## Brief A
Please print the part of the film review from "The United States’" to "and road movie.", copied word for word.

## Passage provided
Journey into America. Produced and narrated by Akbar Ahmed; directed by Craig Considine, 2009, 99 minutes.

The United States’ relationship with its seven million Muslims is challenging its tradition of commitment to human rights, justice and freedom, and will define its future identity as a ‘post-racial’ society, testing the nation’s unique ability to lead the whole world to a better future. This is the message of the new documentary film Journey into America, constructed as a collage of scenes chosen from over 70 US cities and 100 mosques visited by Akbar Ahmed, the Pakistani Muslim anthropologist, and his team of five young Americans who became like his extended family – joined for shooting in Texas by Ahmed’s own family. This is less an ethnographic film, for we never stop in the same place for more than a few minutes, than a combination of morality tale and road movie.



So do not expect the gradual building up of an interpretation from evidence, which would be impossible when covering such a huge topic. Relentlessly, Ahmed hammers home that recognition of the humanity of others is essential to a civilized society, and that there is no reason why Muslims should not take their rightful place in the pluralist, tolerant society symbolized by the Statue of Liberty – especially if they are hard-working, thirsty for education, and willing to integrate with American civic and patriotic values. Chomsky, one of a number of public figures interviewed to camera, says that the settler populations of the USA have always been irrationally fearful of a supposed enemy within, which actually they were crushing: first the Native Americans, then the black slaves, then the Irish, the Jews, the Chinese, the Hispanics – and now the Muslims. Anthropologist Lawrence Rosen points out that Muslims cut across the lines of conventional ethnic categories in the USA.

## Brief B
Keep only the lines of the entries that contain the string "instance", matching case.

## Data for processing
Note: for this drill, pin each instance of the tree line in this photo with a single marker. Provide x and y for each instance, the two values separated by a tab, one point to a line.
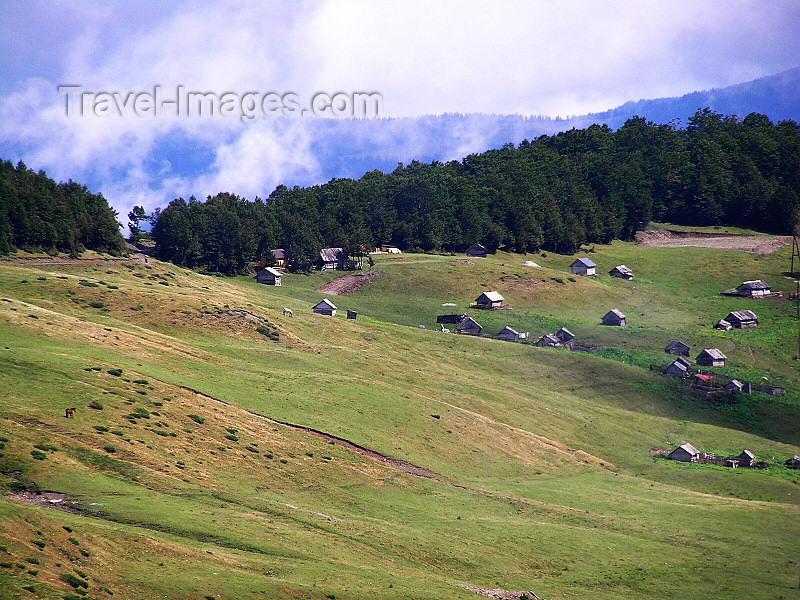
--
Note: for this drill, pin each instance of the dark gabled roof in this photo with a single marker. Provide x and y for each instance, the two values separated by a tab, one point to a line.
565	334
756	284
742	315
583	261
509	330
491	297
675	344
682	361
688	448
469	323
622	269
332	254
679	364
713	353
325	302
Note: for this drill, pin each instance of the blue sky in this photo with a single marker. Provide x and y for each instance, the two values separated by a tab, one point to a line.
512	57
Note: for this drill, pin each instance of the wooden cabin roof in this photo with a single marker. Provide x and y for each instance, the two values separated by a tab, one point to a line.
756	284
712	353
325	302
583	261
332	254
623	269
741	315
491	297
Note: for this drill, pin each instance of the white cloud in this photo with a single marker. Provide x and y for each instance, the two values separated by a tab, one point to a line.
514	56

## Exercise result A
The United States’ relationship with its seven million Muslims is challenging its tradition of commitment to human rights, justice and freedom, and will define its future identity as a ‘post-racial’ society, testing the nation’s unique ability to lead the whole world to a better future. This is the message of the new documentary film Journey into America, constructed as a collage of scenes chosen from over 70 US cities and 100 mosques visited by Akbar Ahmed, the Pakistani Muslim anthropologist, and his team of five young Americans who became like his extended family – joined for shooting in Texas by Ahmed’s own family. This is less an ethnographic film, for we never stop in the same place for more than a few minutes, than a combination of morality tale and road movie.

## Exercise result B
Note: for this drill, pin each instance of the tree line in this photo with a single marker. Provide x and y for each instance, the two values separated by a tab, one point to a line.
Note: for this drill, pin each instance of the dark gabled roof in this photo with a single marker. Provide x and y for each instance, the two values separated by a tab, one point to a line.
Note: for this drill, pin each instance of the blue sky in this photo with a single marker. Provide x and y for each instance, the two values separated by a tab, one point to a line.
Note: for this drill, pin each instance of the wooden cabin roof in this photo with a single marker. Provide x and y for each instance, the two values separated by a tab, one point to a line.
Note: for this drill, pin each instance of the white cloud in this photo with a single marker. Provide x and y for each instance, the two values separated by a tab, one point to a line.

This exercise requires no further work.